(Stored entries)
>>>>>

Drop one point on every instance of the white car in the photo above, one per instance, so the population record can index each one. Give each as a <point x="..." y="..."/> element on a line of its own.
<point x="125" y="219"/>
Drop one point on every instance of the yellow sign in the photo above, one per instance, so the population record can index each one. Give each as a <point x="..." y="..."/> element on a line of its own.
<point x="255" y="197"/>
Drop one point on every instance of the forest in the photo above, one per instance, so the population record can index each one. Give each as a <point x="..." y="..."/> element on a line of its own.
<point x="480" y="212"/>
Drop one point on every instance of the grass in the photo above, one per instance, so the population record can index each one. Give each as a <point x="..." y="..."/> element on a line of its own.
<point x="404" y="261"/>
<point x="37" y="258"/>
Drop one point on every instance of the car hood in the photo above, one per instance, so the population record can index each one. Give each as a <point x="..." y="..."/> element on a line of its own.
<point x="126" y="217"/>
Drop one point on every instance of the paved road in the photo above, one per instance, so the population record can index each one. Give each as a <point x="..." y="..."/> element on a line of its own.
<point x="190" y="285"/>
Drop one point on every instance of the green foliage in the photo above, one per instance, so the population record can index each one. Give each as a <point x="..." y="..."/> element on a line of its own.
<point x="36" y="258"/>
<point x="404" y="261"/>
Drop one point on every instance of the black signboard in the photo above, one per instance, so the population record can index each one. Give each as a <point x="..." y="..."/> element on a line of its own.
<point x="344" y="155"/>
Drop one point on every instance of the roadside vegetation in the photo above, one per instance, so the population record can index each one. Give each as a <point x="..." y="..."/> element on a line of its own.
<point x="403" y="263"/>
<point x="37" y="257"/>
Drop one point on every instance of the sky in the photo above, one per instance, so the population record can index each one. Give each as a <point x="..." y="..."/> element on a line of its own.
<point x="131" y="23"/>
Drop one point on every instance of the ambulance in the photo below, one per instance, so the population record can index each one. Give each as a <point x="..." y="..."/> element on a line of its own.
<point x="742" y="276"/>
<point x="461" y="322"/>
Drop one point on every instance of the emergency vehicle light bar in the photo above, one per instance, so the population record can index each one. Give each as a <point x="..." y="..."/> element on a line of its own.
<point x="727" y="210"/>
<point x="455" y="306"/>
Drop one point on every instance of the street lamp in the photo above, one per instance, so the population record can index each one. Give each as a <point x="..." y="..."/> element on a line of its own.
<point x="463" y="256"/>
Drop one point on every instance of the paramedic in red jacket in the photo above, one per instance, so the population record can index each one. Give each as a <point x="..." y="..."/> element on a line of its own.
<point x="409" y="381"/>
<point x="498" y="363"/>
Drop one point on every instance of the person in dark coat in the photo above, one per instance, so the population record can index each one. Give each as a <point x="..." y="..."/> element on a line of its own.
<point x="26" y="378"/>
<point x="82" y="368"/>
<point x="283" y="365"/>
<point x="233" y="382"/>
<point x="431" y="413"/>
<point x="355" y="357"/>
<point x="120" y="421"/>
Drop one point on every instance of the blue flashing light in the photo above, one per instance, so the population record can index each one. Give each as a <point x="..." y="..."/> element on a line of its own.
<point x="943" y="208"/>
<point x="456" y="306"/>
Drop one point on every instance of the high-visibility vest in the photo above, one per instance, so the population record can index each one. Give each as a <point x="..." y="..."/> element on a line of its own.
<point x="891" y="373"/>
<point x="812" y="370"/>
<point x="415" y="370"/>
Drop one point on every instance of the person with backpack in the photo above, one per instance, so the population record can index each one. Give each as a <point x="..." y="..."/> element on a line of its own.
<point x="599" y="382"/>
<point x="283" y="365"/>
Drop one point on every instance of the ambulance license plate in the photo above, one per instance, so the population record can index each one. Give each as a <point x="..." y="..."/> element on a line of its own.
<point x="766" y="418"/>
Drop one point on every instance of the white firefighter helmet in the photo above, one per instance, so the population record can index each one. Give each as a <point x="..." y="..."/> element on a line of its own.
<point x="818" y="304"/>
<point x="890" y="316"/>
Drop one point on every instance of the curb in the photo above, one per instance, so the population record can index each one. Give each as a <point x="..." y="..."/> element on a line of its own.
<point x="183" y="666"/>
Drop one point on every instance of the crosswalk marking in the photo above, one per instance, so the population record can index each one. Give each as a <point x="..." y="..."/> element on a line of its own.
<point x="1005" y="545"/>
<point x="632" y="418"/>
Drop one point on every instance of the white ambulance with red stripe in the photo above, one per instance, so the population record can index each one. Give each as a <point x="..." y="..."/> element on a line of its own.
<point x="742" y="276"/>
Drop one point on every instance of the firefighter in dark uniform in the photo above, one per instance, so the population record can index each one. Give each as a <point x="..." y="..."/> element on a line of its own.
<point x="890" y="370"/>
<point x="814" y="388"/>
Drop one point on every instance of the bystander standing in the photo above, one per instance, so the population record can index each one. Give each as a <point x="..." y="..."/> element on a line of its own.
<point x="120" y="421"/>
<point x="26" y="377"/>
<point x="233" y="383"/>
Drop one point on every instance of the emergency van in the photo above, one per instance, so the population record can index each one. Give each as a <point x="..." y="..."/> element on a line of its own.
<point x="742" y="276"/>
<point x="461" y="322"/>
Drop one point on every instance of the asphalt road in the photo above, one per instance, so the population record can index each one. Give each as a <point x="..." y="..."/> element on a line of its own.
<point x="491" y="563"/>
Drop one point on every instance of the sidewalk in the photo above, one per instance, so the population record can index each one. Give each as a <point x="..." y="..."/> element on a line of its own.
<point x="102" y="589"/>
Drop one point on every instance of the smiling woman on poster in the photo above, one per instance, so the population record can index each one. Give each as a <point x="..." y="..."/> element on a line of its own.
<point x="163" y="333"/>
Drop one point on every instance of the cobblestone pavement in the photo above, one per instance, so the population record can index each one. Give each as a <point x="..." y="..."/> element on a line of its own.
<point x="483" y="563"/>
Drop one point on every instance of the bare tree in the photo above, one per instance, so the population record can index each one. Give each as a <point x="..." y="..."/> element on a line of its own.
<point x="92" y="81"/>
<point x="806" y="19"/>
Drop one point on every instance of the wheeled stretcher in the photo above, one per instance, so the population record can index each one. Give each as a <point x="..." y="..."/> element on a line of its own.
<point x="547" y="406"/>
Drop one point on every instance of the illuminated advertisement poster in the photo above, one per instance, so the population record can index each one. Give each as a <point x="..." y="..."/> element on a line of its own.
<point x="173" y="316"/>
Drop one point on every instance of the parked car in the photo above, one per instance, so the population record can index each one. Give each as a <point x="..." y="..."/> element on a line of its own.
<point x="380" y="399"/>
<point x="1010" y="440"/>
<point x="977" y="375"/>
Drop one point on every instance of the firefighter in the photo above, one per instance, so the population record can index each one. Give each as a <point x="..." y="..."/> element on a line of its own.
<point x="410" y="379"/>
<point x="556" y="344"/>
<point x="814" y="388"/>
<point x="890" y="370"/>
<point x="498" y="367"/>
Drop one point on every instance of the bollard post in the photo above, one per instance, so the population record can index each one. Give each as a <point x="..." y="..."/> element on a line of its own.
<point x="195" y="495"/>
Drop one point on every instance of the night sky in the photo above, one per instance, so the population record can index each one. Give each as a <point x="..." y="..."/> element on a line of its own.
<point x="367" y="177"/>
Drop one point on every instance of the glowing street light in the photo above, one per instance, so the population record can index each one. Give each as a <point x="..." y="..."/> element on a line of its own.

<<<<<

Would you repeat all of the entries exactly?

### SOLUTION
Drop one point on every instance of the white car in the photo above, one per instance, so the population record can index each one. Give each as a <point x="..." y="..."/> element on a line of its own.
<point x="125" y="219"/>
Drop one point on every instance of the yellow sign in the photo above, one per instance, so the population record can index each one. Give each as a <point x="..." y="..."/> element on a line of its own.
<point x="255" y="197"/>
Drop one point on every instance of the forest in the photo above, one per instance, so the population record can index each one. Give each as a <point x="..." y="..."/> element on a line of its own.
<point x="480" y="212"/>
Drop one point on every instance of the grass in the photo above, one per instance, so the population record can index each one. Give each as a <point x="..." y="..."/> element on a line of its own.
<point x="404" y="261"/>
<point x="37" y="258"/>
Drop one point on every instance of the car hood in the photo above, one per instance, so the population record can index each one. Give each as a <point x="..." y="..."/> element on a line of its own.
<point x="126" y="217"/>
Drop one point on every instance of the paved road in the photo above, one per instance, so the population record can index each one. Give each as a <point x="..." y="..."/> element on a line of its own.
<point x="190" y="285"/>
Drop one point on every instance of the green foliage in the photo above, one per instance, so the population record can index each one. Give each as a <point x="..." y="..."/> element on a line of its own.
<point x="36" y="258"/>
<point x="404" y="261"/>
Drop one point on every instance of the black signboard in the photo above, one per instance, so the population record can index each one. Give each as a <point x="..." y="..."/> element on a line of its own.
<point x="344" y="155"/>
Drop one point on every instance of the roadside vegetation in the photo above, one per instance, so the population record can index each one. Give each as a <point x="..." y="..."/> element on a line of its own.
<point x="403" y="263"/>
<point x="37" y="257"/>
Drop one point on every instance of the sky in the photo above, one per instance, so the population record can index each one. Give each as a <point x="..." y="..."/> element on a line of its own.
<point x="131" y="23"/>
Drop one point on every instance of the ambulance in the photo below, one per instance, so the population record can index each one. Give each as a <point x="..." y="..."/> element on a line of its own.
<point x="742" y="276"/>
<point x="461" y="322"/>
Drop one point on every instance of the emergency vehicle light bar in the photo above, one per instance, so the population record can index each one. Give each as a <point x="..." y="..."/> element on a line of its own.
<point x="727" y="210"/>
<point x="455" y="306"/>
Drop one point on every instance of the street lamp in the photo above, one per instance, so the population record can index each one. Give each as a <point x="..." y="..."/> element on a line of its own.
<point x="463" y="256"/>
Drop one point on every instance of the paramedic in red jacket in the photo above, one per instance, so the population record can index each one. Give each as a <point x="..." y="..."/> element on a line of its own.
<point x="409" y="381"/>
<point x="498" y="363"/>
Drop one point on every instance of the person in dark coat in the photo above, one per instance, so the population record can index each one. Give each as a <point x="..." y="..."/> element on a line of its own.
<point x="26" y="378"/>
<point x="82" y="368"/>
<point x="283" y="365"/>
<point x="233" y="382"/>
<point x="431" y="413"/>
<point x="355" y="357"/>
<point x="120" y="421"/>
Drop one point on every instance of the blue flashing light in the photo above, one per instance, so the population record can index each one. Give each as a <point x="..." y="..."/> element on a line of its own.
<point x="943" y="208"/>
<point x="456" y="306"/>
Drop one point on every instance of the high-visibility vest in the photo above, one per instance, so the population record can index each one. Give each as a <point x="..." y="..."/> element on a line of its own.
<point x="891" y="373"/>
<point x="812" y="370"/>
<point x="415" y="370"/>
Drop one point on every instance of the person with backpack in the photo above, one per instance, so the population record can index each one. Give each as a <point x="..." y="..."/> element on a line of its own.
<point x="599" y="382"/>
<point x="283" y="365"/>
Drop one point on every instance of the ambulance license plate in the photo above, one per instance, so the population record can index each one. Give each as a <point x="..." y="..."/> element on a line of its own.
<point x="766" y="418"/>
Drop one point on every instance of the white firefighter helmet in the photo above, one per instance, so the population record can index each one. Give each as a <point x="..." y="..."/> element on a line of its own.
<point x="818" y="304"/>
<point x="890" y="316"/>
Drop one point on every instance of the curb in the photo above, one per instance, so the population record can index each one. Give each as a <point x="..." y="..."/> element on a line of its own.
<point x="183" y="666"/>
Drop one point on every instance of the crosswalk marking in the photo above, one per instance, so the population record can index each one. Give each as a <point x="..." y="..."/> element on a line of its own.
<point x="1005" y="545"/>
<point x="632" y="418"/>
Drop one point on every instance of the white ambulance with red stripe in the photo above, one per instance, so the population record can index each one. Give each as a <point x="..." y="..."/> element on a line of its own.
<point x="742" y="276"/>
Drop one point on every instance of the firefighter in dark uniform in the photo above, one per instance, so the population record can index each one. Give each as a <point x="..." y="..."/> element on a line of its own.
<point x="890" y="370"/>
<point x="814" y="388"/>
Drop one point on every instance of the bystander standing in the photo above, one per instance, so the population record can index each one. Give each as a <point x="..." y="..."/> element on a line of its own.
<point x="120" y="421"/>
<point x="26" y="377"/>
<point x="233" y="383"/>
Drop one point on every instance of the emergency van in the photo above, one per instance, so the population record can index each one. Give each as a <point x="..." y="..."/> element on a line of its own.
<point x="742" y="276"/>
<point x="461" y="322"/>
Drop one point on every instance of the asphalt road in the photo above, one per instance, so the population record can index each one. Give each as a <point x="..." y="..."/> element on a line of its own.
<point x="491" y="563"/>
Drop one point on every instance of the sidewalk in the photo above, one per instance, so the population record can index each one. Give each as a <point x="..." y="..."/> element on a line of its own.
<point x="102" y="589"/>
Drop one point on every instance of the smiling woman on poster in the photo above, one per instance, so the population record can index each one. Give each as a <point x="..." y="..."/> element on a line of its own.
<point x="163" y="333"/>
Drop one point on every instance of the cobblestone pavement in the photo above, one per instance, so the population record can index each one. Give each as a <point x="..." y="..."/> element on a line of its own.
<point x="483" y="563"/>
Drop one point on every instance of the bare tree in the photo above, one per instance, so the population record can index each one. Give each as a <point x="..." y="..."/> element on a line of its own.
<point x="92" y="81"/>
<point x="806" y="19"/>
Drop one point on every instance of the wheeled stretcher in the photo above, one per instance, so the population record can index each one. Give each as a <point x="..." y="..."/> element on a line of its own.
<point x="547" y="406"/>
Drop one point on every instance of the illuminated advertisement poster in the photo above, one per instance, so the population record can index each one. Give each as a <point x="..." y="..."/> element on a line of its own.
<point x="173" y="316"/>
Drop one point on every instance of the parked car in the photo above, one per instance, so the population record can index each one. Give each as a <point x="..." y="..."/> element on a line of its own.
<point x="380" y="399"/>
<point x="1010" y="440"/>
<point x="977" y="375"/>
Drop one point on every instance of the firefighter in the photo above, one per instance, so the population record can index each one. Give each as a <point x="..." y="..."/> element on a line of its own.
<point x="410" y="379"/>
<point x="556" y="344"/>
<point x="814" y="388"/>
<point x="890" y="370"/>
<point x="498" y="367"/>
Drop one point on every instance of the bollard post in the photo above, one per instance, so the population record can index each one. Give each as a <point x="..." y="..."/> element on a line of its own.
<point x="195" y="495"/>
Drop one point on every instance of the night sky in the photo above, one per instance, so the population record can index each one. Give each as a <point x="..." y="..."/> element on a line of its own.
<point x="367" y="177"/>
Drop one point on every instance of the glowing street light in the photo above, one per instance, so the population record can index each one. Give each as a <point x="..." y="..."/> element on a line of its own.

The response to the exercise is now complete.